===== Given passage =====

Smoked Sausage and Mushroom Risotto Recipe

Risotto made with smoked sausage, mushrooms, and smoked chicken stock. This recipe will take your typical mushroom risotto and kick it up about 100,000 notches by adding a delicious smoky backbone.
Prep Time1 hour
Cook Time40 minutes
Total Time1 hour 40 minutes
Course: Entree
Cuisine: American, Italian, Italian fusion
Keyword: Risotto, Sausage Risotto, smoked sausage, Smoked Sausage Risotto
Servings: 4 -6 servings
Cost: $20

Ingredients

  • ½ lb bulk sausage, broken into large chunks, (chorizo or Italian pork sausage recommended)
  • 5 cups smoked chicken stock
  • 2 tablespoons butter, separated
  • 3 slices thick cut bacon, diced
  • ½ cup shallots, diced
  • ½ cup red bell pepper, diced (about ½ a red bell pepper)
  • 8 oz cremini mushrooms, sliced
  • Salt and Pepper to taste (approx 1 teaspoon salt, ½ teaspoon pepper)
  • 1 ½ cups Arborio rice
  • ¾ cup white wine
  • ¾ cup Parmesan cheese, shredded

Instructions

For the Smoked Sausage:

  • Preheat smoker to 250 degrees.
  • Place sausage chunks on a baking sheet and place in smoker for about 1 hour or until internal temperature reaches 165 degrees with a meat thermometer. Set aside, and when cool enough to handle break into smaller bite sized pieces.

For the Risotto:

  • In a medium sized saucepan, heat up the smoked chicken stock and bring to a simmer.

===== Extracted material =====

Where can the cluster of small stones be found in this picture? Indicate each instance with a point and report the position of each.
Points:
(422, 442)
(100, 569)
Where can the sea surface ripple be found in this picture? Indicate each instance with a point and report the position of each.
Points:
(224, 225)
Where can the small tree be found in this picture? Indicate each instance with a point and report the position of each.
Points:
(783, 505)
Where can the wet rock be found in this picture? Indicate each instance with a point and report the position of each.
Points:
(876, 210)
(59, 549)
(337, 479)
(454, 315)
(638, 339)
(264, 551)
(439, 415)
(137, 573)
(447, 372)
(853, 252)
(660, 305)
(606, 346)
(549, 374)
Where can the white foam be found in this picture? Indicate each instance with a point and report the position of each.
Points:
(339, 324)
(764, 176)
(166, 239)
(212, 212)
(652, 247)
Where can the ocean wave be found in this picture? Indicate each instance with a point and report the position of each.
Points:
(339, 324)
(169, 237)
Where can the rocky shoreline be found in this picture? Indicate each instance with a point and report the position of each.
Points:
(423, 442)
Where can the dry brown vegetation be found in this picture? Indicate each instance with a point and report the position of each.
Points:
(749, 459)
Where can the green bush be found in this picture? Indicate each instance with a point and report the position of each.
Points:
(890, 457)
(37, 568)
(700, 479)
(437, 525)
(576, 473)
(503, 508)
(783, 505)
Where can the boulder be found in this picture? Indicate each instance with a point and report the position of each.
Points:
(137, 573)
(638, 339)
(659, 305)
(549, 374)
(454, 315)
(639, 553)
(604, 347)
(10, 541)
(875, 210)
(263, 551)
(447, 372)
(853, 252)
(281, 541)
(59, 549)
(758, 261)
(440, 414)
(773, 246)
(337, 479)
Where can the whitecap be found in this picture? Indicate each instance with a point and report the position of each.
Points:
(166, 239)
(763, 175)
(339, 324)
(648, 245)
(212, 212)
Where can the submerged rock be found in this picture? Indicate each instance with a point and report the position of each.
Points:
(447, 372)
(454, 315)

=====

### Written tasks
1. Shorten the recipe's paragraph that begins "Risotto made with smoked sausage" while keeping its main facts.
2. Quote the recipe word for word, beginning at the words "For the Smoked" and stopping after "to a simmer.".

### Results of the exercise
1. This risotto uses smoked sausage, mushrooms, and smoked chicken stock, adding a smoky backbone to a typical mushroom risotto.

2.
For the Smoked Sausage:

  • Preheat smoker to 250 degrees.
  • Place sausage chunks on a baking sheet and place in smoker for about 1 hour or until internal temperature reaches 165 degrees with a meat thermometer. Set aside, and when cool enough to handle break into smaller bite sized pieces.

For the Risotto:

  • In a medium sized saucepan, heat up the smoked chicken stock and bring to a simmer.